--- Dataset entries ---
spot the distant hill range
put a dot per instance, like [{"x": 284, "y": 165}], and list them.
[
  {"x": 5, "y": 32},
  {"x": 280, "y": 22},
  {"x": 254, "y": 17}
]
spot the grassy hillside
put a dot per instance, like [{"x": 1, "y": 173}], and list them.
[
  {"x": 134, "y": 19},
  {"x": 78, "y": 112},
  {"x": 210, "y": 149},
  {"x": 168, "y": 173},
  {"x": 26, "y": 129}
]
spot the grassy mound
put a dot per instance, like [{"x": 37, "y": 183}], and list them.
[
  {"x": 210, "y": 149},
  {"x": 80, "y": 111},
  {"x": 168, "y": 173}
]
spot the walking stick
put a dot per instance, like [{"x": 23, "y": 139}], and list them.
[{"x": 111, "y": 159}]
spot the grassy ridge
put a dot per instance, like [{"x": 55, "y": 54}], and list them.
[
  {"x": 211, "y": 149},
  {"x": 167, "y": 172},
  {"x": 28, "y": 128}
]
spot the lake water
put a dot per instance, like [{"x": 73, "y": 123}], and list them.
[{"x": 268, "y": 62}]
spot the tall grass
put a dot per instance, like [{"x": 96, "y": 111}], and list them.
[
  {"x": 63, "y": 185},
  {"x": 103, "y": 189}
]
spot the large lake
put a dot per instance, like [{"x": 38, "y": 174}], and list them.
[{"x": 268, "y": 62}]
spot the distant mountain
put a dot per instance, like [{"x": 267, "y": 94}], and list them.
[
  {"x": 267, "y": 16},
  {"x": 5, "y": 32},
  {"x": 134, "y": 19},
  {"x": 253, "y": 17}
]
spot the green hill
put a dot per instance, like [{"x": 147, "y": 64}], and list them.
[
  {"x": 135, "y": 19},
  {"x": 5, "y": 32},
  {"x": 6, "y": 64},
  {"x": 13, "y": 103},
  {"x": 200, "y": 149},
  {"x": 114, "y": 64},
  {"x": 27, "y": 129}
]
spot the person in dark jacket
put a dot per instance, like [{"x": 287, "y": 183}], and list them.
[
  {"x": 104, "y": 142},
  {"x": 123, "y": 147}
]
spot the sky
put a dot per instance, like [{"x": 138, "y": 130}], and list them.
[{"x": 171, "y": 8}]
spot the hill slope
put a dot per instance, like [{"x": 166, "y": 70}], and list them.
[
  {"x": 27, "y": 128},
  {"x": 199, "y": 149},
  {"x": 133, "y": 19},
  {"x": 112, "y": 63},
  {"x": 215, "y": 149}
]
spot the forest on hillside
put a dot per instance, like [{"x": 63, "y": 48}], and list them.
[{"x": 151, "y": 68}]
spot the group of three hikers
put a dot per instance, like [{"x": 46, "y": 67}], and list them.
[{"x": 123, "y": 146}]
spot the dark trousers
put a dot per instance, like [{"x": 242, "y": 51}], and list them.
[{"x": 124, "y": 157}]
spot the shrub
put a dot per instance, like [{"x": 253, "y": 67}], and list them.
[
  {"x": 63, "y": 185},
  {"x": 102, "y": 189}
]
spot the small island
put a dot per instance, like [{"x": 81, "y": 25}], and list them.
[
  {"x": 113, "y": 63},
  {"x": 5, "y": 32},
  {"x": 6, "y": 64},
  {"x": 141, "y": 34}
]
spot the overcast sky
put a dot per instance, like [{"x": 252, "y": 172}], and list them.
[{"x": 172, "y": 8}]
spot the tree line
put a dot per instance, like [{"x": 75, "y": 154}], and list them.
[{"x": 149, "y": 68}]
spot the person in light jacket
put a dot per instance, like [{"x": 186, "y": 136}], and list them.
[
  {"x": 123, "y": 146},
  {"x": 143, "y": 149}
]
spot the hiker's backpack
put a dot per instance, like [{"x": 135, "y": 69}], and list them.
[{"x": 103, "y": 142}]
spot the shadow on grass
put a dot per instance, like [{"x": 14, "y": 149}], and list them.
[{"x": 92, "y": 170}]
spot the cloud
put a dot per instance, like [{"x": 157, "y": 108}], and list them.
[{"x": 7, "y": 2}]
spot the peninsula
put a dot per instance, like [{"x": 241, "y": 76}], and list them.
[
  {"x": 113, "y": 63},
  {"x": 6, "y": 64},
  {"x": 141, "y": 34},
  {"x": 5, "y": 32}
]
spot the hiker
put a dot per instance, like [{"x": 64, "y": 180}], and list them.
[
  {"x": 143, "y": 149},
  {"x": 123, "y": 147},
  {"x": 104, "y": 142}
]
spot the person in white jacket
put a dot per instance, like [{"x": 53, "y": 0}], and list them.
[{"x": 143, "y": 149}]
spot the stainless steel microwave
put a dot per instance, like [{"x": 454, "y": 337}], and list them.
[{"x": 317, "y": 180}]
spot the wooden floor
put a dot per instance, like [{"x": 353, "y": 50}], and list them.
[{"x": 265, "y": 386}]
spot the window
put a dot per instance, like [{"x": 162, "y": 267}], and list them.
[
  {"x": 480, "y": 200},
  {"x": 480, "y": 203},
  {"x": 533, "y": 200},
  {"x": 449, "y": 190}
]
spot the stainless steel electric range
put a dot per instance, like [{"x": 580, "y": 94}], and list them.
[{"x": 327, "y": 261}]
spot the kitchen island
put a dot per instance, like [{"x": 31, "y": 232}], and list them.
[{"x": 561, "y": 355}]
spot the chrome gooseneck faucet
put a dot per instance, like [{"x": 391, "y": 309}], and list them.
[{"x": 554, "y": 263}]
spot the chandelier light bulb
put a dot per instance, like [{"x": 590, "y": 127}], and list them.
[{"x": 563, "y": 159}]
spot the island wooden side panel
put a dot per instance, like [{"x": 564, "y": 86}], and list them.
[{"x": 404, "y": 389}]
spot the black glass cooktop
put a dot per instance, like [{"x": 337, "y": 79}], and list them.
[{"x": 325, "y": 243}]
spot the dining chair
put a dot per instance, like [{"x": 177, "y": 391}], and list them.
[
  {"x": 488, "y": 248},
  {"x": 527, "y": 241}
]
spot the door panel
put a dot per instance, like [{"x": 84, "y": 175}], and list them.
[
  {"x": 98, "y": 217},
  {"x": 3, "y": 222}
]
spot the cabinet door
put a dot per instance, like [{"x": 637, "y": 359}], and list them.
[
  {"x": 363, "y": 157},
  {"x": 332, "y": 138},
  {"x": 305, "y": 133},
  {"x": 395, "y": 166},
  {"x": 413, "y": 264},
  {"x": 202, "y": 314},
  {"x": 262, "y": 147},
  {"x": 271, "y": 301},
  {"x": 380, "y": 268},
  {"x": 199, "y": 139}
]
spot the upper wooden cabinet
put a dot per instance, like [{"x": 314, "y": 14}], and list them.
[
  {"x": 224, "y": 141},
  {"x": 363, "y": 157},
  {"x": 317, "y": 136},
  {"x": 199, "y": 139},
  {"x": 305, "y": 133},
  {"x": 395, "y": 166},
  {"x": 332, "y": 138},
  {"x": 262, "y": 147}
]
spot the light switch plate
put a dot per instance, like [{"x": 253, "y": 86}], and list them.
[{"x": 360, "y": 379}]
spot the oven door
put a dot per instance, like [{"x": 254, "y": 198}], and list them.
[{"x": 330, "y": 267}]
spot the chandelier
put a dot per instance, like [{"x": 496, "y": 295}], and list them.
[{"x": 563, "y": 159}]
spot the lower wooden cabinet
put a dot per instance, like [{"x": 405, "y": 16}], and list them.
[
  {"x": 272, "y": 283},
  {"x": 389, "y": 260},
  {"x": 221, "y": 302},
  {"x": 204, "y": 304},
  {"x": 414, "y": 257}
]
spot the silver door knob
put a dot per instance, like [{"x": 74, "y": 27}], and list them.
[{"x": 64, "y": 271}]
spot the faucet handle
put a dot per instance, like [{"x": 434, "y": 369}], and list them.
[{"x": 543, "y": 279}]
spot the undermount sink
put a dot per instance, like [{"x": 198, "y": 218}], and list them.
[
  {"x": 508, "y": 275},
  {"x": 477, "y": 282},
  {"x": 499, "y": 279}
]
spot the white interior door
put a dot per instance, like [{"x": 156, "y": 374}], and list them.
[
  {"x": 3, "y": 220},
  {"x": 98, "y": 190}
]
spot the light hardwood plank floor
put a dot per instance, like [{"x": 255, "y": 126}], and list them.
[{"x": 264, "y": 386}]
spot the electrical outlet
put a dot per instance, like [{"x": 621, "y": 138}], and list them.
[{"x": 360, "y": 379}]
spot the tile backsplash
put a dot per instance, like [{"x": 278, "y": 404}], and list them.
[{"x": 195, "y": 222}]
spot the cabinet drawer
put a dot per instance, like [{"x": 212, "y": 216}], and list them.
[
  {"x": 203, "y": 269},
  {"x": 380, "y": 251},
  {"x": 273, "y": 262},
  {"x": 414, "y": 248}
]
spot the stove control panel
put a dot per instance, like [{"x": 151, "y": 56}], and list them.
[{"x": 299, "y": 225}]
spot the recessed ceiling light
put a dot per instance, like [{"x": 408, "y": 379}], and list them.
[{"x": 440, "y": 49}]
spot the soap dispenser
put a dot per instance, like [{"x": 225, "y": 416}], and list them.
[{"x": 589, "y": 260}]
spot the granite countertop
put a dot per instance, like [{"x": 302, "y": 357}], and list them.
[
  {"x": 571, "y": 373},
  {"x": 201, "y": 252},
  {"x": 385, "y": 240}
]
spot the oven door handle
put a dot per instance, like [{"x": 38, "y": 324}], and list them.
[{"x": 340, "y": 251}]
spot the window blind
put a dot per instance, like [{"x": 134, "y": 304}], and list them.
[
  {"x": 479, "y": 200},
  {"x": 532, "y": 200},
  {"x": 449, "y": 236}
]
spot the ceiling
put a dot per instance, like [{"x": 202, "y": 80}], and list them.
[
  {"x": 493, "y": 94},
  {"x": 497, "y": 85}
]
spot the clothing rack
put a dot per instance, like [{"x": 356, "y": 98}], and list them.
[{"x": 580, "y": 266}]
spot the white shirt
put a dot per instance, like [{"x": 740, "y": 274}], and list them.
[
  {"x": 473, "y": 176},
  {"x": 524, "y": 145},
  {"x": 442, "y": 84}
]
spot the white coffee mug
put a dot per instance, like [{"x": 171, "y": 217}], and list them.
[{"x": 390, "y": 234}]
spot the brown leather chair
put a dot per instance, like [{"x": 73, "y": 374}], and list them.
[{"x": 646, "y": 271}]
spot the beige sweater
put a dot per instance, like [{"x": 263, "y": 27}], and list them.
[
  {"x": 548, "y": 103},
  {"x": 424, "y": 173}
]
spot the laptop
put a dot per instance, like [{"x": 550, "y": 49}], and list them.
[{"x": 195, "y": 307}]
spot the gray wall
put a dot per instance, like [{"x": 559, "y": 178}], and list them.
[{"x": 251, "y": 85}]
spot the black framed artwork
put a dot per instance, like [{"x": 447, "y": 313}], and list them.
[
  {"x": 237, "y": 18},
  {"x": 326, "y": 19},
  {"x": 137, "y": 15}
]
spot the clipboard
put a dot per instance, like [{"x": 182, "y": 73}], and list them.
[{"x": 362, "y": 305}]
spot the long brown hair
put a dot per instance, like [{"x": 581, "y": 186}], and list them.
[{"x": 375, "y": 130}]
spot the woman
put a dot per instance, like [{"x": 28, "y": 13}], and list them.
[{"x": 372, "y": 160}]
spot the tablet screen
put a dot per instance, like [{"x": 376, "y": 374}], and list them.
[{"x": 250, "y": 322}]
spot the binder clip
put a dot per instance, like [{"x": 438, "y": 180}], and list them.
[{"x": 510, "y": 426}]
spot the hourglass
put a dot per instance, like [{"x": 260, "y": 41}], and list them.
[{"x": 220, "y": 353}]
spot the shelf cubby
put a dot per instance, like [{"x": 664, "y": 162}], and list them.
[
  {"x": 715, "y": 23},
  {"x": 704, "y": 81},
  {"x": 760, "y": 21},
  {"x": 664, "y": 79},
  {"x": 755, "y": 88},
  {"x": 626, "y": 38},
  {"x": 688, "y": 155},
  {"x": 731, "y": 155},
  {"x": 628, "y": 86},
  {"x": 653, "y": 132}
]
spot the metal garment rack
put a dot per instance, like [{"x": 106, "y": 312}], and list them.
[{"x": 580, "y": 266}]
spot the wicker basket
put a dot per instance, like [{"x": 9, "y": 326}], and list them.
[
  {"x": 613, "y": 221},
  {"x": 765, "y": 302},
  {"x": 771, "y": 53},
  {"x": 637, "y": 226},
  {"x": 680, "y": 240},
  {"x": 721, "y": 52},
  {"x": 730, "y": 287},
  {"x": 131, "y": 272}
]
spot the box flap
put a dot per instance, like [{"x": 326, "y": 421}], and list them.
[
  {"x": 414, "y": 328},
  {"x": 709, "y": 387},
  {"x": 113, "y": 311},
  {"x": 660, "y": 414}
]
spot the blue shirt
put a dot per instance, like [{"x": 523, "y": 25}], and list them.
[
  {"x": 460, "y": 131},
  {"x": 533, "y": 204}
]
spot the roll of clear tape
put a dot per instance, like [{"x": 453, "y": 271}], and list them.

--- Problem to work on ---
The lines above from the one containing "spot the walking stick" through the one containing "spot the lake water" are to be set down exactly, and no others.

--- Task answer ---
spot the walking stick
put a dot per instance, like [{"x": 23, "y": 139}], and list them.
[{"x": 111, "y": 159}]
spot the grassy ridge
put a dot per instance, like [{"x": 55, "y": 54}], and list them.
[
  {"x": 211, "y": 149},
  {"x": 167, "y": 172},
  {"x": 28, "y": 128}
]
spot the lake water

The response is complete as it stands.